• ACTIVITY:
If a line includes "salt", copy it out of the entries.

• SUPPLIED MATERIAL:
----
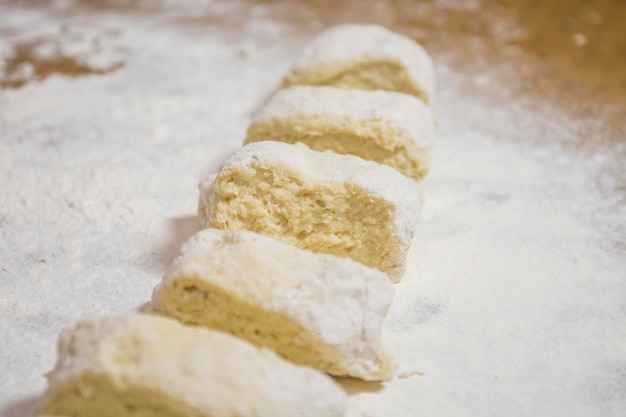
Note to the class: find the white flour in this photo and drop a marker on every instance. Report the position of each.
(514, 298)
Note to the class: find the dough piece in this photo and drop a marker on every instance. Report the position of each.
(313, 309)
(321, 201)
(369, 57)
(389, 128)
(151, 366)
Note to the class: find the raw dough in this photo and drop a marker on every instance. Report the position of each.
(321, 201)
(314, 309)
(151, 366)
(390, 128)
(365, 56)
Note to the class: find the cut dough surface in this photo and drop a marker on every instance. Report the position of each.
(314, 309)
(151, 366)
(390, 128)
(321, 201)
(369, 57)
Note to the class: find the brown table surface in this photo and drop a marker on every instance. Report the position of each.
(513, 303)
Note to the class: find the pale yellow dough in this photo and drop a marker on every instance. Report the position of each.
(389, 128)
(313, 309)
(325, 202)
(366, 56)
(150, 366)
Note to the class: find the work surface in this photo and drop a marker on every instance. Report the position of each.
(514, 302)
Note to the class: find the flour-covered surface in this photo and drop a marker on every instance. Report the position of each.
(514, 302)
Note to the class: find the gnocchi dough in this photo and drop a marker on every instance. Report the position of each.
(325, 202)
(313, 309)
(151, 366)
(389, 128)
(368, 57)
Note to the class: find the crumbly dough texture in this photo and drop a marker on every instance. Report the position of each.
(313, 309)
(367, 56)
(151, 366)
(321, 201)
(389, 128)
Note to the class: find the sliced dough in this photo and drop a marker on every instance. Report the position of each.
(321, 201)
(390, 128)
(314, 309)
(151, 366)
(369, 57)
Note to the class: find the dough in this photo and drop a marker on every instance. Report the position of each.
(151, 366)
(390, 128)
(369, 57)
(321, 201)
(314, 309)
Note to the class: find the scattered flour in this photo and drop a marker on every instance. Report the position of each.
(514, 297)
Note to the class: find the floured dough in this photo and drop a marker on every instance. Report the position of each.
(369, 57)
(151, 366)
(321, 201)
(314, 309)
(390, 128)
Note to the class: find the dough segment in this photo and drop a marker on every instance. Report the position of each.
(389, 128)
(365, 56)
(151, 366)
(325, 202)
(314, 309)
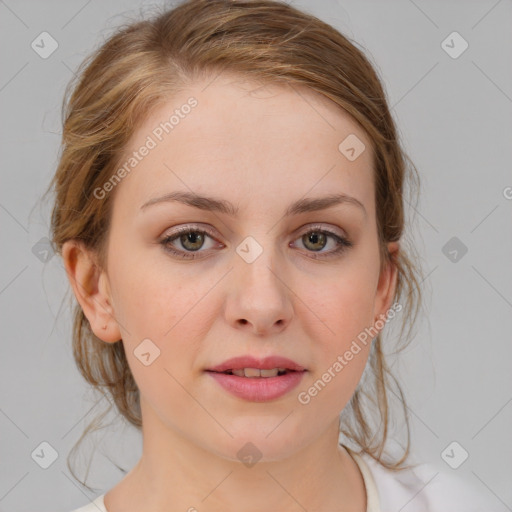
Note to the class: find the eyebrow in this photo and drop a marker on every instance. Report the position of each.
(223, 206)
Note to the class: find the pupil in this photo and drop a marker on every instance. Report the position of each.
(192, 237)
(316, 238)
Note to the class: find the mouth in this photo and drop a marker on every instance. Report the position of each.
(255, 373)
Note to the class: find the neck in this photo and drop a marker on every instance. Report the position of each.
(177, 474)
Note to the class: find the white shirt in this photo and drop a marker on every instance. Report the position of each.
(421, 489)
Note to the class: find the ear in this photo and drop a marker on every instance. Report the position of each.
(91, 288)
(387, 284)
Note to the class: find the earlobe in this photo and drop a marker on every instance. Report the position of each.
(90, 286)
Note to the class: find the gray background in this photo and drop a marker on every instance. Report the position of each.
(454, 115)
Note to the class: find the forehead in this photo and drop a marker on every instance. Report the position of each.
(244, 139)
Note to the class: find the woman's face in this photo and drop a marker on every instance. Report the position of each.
(259, 282)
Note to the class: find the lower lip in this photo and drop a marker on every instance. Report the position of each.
(258, 389)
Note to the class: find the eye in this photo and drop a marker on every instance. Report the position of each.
(317, 238)
(191, 240)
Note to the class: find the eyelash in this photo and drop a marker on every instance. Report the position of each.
(343, 243)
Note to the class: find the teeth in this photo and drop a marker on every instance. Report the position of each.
(256, 372)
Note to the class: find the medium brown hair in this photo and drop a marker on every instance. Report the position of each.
(141, 66)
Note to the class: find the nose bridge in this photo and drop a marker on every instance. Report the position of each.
(259, 294)
(258, 260)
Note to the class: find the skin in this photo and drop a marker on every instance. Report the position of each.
(261, 148)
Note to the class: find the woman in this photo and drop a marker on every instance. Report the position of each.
(229, 209)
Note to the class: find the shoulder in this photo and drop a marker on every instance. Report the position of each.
(427, 488)
(97, 505)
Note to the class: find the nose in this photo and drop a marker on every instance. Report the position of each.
(259, 298)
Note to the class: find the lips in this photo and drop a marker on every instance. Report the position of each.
(250, 365)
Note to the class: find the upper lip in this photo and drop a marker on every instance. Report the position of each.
(237, 363)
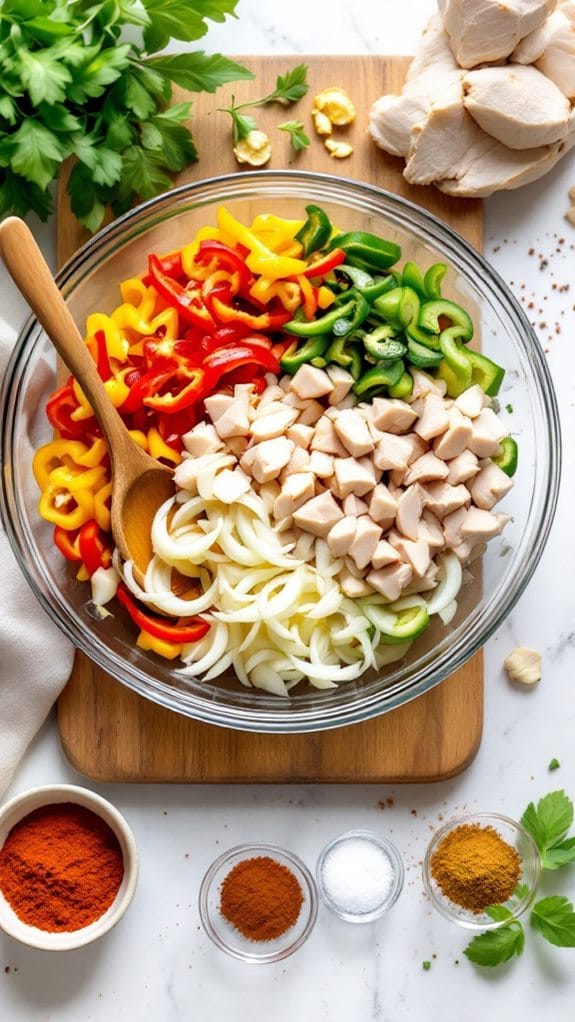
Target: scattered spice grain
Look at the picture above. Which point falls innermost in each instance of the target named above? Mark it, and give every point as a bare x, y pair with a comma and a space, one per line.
474, 867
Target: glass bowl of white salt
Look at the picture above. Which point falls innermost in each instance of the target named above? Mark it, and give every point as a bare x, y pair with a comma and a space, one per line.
360, 876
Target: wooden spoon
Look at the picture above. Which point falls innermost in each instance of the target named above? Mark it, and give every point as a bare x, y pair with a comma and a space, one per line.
140, 483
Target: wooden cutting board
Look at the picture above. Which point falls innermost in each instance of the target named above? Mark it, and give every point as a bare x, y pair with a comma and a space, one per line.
110, 734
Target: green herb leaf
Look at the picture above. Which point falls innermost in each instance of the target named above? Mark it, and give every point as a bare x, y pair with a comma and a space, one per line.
183, 19
495, 946
298, 138
549, 822
199, 72
37, 152
555, 919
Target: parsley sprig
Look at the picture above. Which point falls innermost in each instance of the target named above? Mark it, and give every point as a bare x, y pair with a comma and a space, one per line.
289, 88
554, 917
72, 85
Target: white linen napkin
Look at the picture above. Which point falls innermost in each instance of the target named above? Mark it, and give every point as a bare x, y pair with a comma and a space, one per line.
35, 657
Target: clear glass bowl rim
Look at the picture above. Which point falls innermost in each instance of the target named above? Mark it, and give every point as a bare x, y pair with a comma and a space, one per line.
442, 903
266, 715
303, 875
398, 875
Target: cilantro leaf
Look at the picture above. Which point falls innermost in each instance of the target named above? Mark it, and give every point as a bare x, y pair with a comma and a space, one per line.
37, 152
495, 946
183, 19
199, 72
298, 138
555, 919
549, 821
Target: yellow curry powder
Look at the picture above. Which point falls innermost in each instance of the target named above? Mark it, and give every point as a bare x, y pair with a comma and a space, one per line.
475, 868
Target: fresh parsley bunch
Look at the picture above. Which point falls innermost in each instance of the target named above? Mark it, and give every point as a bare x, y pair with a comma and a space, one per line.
553, 917
74, 84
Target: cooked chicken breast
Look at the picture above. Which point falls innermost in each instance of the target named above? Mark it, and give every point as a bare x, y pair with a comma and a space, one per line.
482, 31
517, 104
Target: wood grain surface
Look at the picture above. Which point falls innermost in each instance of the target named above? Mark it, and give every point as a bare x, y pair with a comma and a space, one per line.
109, 733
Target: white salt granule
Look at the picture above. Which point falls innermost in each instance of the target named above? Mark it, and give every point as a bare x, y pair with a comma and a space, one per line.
357, 875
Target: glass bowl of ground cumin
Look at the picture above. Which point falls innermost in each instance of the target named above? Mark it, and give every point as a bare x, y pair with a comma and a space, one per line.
482, 870
68, 867
258, 902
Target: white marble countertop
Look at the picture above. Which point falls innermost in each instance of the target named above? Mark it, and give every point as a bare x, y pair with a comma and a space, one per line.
157, 964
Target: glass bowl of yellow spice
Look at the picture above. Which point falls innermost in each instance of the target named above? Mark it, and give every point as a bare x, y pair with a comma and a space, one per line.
481, 870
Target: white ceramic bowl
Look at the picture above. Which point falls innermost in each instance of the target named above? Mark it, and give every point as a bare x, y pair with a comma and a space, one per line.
20, 806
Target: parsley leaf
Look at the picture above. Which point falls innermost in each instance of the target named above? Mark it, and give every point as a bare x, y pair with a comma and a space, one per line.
199, 72
298, 138
183, 19
495, 946
548, 823
555, 919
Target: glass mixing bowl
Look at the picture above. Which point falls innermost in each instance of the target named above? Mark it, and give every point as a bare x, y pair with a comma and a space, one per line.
90, 282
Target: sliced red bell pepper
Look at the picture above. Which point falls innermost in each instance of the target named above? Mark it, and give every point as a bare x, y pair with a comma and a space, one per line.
264, 321
95, 549
186, 300
184, 630
59, 408
326, 264
228, 259
67, 543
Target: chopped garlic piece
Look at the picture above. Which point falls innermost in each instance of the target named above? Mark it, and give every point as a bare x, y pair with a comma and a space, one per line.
336, 104
255, 149
524, 665
338, 149
322, 123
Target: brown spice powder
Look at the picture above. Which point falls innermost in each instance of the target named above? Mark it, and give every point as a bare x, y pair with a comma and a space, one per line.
475, 868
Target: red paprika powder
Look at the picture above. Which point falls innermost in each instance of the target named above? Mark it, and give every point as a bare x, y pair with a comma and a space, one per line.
260, 897
60, 867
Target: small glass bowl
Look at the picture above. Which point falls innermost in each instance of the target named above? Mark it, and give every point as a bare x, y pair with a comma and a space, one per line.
514, 834
398, 874
66, 940
226, 936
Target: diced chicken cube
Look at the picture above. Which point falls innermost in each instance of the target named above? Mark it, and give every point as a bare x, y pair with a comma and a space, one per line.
426, 468
353, 476
384, 554
452, 527
471, 402
430, 530
354, 506
270, 458
440, 498
392, 416
457, 436
383, 506
463, 467
322, 464
341, 536
201, 439
391, 579
434, 418
410, 508
274, 422
415, 553
480, 525
310, 382
319, 515
296, 490
489, 485
352, 587
304, 547
392, 452
353, 433
368, 536
342, 383
326, 439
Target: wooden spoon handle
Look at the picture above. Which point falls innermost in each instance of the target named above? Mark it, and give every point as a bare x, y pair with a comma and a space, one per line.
30, 272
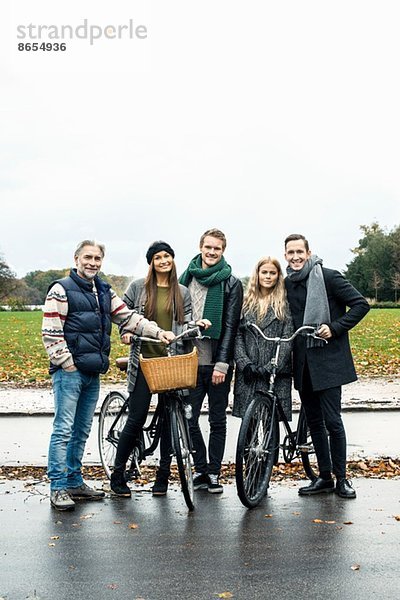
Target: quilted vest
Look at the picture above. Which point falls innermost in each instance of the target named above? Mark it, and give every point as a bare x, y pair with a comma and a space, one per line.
87, 328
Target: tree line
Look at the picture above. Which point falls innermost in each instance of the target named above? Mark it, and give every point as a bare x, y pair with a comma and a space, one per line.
374, 271
375, 268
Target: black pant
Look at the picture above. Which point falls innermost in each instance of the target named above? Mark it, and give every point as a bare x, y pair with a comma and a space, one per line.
217, 404
139, 403
323, 417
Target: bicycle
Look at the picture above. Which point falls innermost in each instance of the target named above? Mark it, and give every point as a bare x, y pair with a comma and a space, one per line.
259, 436
171, 380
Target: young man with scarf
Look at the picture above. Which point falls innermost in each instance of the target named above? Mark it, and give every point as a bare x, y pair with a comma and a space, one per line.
318, 296
216, 295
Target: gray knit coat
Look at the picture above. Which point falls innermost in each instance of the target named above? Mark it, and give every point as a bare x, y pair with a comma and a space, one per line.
135, 298
250, 347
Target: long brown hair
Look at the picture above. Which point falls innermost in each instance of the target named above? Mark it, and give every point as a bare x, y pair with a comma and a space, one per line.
258, 304
174, 301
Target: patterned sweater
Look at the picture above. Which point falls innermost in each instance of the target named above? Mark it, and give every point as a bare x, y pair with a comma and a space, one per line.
56, 311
----
• ANSWER AREA:
Target: glass bowl of white salt
Target: white salt granule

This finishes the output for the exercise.